DO THIS:
Exactly reproduce the lines from the line containing "Expected: for every instance of the bicycle, one" to the end of the data below, inclusive, and nothing else.

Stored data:
#####

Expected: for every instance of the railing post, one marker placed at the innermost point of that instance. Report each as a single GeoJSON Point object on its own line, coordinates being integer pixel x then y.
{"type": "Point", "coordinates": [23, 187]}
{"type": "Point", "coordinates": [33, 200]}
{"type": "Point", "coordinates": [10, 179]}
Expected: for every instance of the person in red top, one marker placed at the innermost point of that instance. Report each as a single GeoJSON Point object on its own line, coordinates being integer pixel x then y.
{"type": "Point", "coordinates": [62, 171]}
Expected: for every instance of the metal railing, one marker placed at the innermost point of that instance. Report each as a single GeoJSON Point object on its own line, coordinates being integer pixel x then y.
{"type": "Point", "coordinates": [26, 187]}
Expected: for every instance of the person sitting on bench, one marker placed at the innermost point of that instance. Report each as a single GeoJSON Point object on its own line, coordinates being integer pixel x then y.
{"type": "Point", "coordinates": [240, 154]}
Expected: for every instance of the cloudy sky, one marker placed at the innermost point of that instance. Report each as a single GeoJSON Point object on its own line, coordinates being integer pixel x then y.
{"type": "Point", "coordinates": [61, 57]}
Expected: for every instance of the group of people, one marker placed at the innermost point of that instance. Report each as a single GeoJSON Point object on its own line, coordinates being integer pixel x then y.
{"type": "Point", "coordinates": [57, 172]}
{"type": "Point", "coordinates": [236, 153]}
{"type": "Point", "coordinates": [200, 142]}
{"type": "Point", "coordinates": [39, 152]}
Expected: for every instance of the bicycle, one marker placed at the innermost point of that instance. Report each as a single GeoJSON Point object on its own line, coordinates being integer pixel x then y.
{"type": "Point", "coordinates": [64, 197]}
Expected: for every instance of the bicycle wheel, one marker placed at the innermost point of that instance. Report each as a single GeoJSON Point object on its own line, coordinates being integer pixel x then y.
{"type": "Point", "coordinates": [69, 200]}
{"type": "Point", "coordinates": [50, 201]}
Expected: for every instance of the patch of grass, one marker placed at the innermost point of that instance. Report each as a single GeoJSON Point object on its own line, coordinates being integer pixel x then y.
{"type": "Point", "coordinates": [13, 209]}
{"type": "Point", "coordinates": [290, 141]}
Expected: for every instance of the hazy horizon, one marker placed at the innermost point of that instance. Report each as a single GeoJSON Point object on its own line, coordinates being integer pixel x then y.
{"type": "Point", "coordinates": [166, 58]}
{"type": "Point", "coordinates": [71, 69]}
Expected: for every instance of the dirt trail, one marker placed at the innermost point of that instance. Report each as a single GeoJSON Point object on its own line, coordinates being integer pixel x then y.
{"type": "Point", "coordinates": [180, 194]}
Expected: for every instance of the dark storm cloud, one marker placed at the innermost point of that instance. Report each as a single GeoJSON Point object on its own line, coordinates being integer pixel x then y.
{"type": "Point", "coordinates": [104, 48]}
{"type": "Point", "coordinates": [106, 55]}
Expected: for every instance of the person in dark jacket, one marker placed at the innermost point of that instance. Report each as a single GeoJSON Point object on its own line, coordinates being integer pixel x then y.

#####

RESPONSE:
Expected: for every instance of the bicycle, one marker placed at the innermost point of that instance. Report each as a single GeoJSON Point object on its own line, coordinates being integer pixel x then y.
{"type": "Point", "coordinates": [64, 197]}
Expected: for every instance of the bicycle wheel, one marker placed at the innermost point of that instance. Report each as a single GeoJSON Point object on its own line, coordinates being integer pixel x then y.
{"type": "Point", "coordinates": [69, 200]}
{"type": "Point", "coordinates": [50, 201]}
Expected: for every instance of the patch of grass, one marker placed at the innermost point of that instance. Report each as a single GeoJSON Point object on its own line, coordinates being integer pixel x then y.
{"type": "Point", "coordinates": [13, 209]}
{"type": "Point", "coordinates": [290, 141]}
Expected: for every instance of the hazy horizon, one marker placed at the innermost point of that instance. Report each as a single GeoJSON Point object on its own line, coordinates being integer pixel x then y.
{"type": "Point", "coordinates": [166, 58]}
{"type": "Point", "coordinates": [71, 69]}
Expected: for every instance of the dirt trail, one marker placed at the innermost point of that instance. Report each as a single GeoJSON Point object on its own line, coordinates being integer pixel x then y.
{"type": "Point", "coordinates": [180, 194]}
Expected: for every instance of the dark storm cloud, one marker placed at the innermost point of that instance. Report each as a single GeoJSON Point object on its own line, coordinates being integer pixel x then y.
{"type": "Point", "coordinates": [104, 48]}
{"type": "Point", "coordinates": [106, 55]}
Expected: for every instance of the person in dark jacket, one marker placed at the innermost point of that instance. Report each as a single GeoJSON Point object on its own line, coordinates being integer pixel x then y.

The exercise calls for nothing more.